### Given request a:
Gather every line of the rows that contains the word "distant", matching case exactly.

### Selected extract:
— Begin —

Emergents find the biblical call to community more compelling than the democratic call to individual rights.  The challenge lies in being faithful to both ideals.                   -Tony Jones, The New Christians

A first person confessional story and then some reflections on community and control.

It is amazing how effective a quick run to Wal-mart can be at bringing ugly attitudes to the surface.  I believe the vocabulary and grammar of Christian tradition would call it sin.  It is the endemic tendency of the human condition–the need to be in control. 

It was to be a simple exercise.  I grab a cart, gather the items on my list and make my way to the check out area.  The express line seems like the best choice.  I choose my line with a foreboding unease.  Past experience muted the miniscule sense of hope I had for a quick and painless exit.  My internal gauge projected 10 minutes…tops. 

Three people are in front of me.  Two do not have any grocery items–just a check to cash.  In my calculus of the check-out line options this appears to be a good sign.  As I park my cart in line it becomes evident that the cashier is new to the job.  He is uncertain of the procedure for cashing checks.  He calls for assistance.  Five minutes. 

As I wait, the tension in my body starts to rise.  I try to take a slow breath.  I am aware of unholy judgements and sentiments beginning to form toward those who must cash their check at Wal-Mart.  I sigh and prepare myself for the long haul.

— End —

### Provided entries:
— Begin —

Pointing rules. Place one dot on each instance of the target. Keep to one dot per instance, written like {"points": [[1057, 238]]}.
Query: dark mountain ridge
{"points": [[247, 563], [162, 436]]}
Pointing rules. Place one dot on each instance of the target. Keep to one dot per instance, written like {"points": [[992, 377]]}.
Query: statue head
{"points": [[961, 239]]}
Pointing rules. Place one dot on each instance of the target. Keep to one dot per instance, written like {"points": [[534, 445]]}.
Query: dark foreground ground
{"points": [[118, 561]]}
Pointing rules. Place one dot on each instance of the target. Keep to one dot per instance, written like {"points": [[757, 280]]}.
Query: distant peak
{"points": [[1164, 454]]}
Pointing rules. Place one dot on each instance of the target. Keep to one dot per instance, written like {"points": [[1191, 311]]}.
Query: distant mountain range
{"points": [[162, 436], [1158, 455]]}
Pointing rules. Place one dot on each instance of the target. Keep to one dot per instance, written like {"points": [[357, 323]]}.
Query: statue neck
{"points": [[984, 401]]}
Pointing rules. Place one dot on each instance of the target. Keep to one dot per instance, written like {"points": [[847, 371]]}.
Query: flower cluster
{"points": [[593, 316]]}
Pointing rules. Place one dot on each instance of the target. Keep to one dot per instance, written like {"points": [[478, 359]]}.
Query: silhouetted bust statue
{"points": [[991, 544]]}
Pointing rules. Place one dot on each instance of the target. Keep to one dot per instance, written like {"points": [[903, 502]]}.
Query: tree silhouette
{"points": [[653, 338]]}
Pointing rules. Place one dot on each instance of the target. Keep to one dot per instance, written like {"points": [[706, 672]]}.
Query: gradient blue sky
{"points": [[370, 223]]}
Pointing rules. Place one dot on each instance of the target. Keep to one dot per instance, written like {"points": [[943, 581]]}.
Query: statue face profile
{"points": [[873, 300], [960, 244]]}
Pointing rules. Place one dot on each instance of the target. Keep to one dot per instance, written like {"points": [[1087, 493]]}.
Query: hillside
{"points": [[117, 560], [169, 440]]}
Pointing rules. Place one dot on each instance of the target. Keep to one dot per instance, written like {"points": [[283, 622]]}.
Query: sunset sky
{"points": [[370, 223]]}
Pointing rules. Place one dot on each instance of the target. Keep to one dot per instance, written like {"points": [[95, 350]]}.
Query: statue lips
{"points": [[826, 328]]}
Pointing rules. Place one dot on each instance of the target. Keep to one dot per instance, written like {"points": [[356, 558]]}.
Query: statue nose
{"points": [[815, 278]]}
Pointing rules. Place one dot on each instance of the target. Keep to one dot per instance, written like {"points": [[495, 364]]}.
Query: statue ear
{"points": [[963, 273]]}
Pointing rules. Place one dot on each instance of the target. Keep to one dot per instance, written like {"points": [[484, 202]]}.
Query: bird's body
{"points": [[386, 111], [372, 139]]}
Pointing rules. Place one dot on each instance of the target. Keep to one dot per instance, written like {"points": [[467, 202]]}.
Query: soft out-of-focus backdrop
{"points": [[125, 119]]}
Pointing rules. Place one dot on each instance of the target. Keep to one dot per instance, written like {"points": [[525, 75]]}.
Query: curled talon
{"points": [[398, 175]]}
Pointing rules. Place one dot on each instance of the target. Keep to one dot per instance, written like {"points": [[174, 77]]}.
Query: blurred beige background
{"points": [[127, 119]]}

— End —

### Given request b:
Rewrite the checkout story, starting at the words "Three people are" and stopping after "for assistance.  Five minutes.", with "cashier" renamed to "clerk".

### Worked answer a:
Query: distant peak
Query: distant mountain range

### Worked answer b:
Three people are in front of me.  Two do not have any grocery items–just a check to cash.  In my calculus of the check-out line options this appears to be a good sign.  As I park my cart in line it becomes evident that the clerk is new to the job.  He is uncertain of the procedure for cashing checks.  He calls for assistance.  Five minutes.